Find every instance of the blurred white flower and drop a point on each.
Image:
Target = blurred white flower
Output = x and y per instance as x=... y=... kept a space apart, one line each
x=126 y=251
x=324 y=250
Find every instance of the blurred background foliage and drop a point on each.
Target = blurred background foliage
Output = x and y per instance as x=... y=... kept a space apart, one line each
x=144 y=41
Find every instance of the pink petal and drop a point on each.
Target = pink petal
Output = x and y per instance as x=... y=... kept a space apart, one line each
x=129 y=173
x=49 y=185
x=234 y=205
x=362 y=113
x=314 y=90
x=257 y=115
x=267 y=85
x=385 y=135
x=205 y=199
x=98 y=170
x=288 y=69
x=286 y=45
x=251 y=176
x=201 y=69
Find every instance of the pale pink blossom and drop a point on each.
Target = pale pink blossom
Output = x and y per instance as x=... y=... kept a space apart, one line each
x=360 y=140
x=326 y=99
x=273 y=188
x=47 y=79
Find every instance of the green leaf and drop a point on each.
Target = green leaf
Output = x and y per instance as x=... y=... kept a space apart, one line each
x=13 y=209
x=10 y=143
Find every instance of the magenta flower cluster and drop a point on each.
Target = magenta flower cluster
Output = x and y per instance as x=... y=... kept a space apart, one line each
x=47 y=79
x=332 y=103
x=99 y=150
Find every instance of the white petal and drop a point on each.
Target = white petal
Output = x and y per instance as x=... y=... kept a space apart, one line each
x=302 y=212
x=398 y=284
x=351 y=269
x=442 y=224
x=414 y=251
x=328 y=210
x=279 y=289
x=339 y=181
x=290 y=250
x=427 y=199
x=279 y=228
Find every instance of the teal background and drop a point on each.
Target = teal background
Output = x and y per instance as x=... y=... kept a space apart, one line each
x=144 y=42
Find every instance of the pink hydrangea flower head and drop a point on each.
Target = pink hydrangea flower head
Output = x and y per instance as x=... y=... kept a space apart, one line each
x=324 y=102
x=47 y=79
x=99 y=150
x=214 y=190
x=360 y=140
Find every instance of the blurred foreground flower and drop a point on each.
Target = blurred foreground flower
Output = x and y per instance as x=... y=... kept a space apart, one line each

_Goal of the exercise_
Output exactly the lines above, from the one holding "Find every instance of the teal" through the end of the data, including the first and last.

_Solved problem_
Find every instance of the teal background and drop a point on each.
Target = teal background
Output = x and y per instance as x=... y=... kept a space apart, one line each
x=144 y=42
Find every instance of the pink hydrangea flower head and drop a point on each.
Target = pink hydrangea flower head
Output = x and y per instance as x=... y=... kept a space apart, one line each
x=324 y=102
x=47 y=79
x=99 y=150
x=214 y=190
x=360 y=140
Find every instance of the blurred foreground flower and drop a point on each.
Target = blurred foreground flower
Output = x and y per instance as x=... y=... kept a space apart, one line each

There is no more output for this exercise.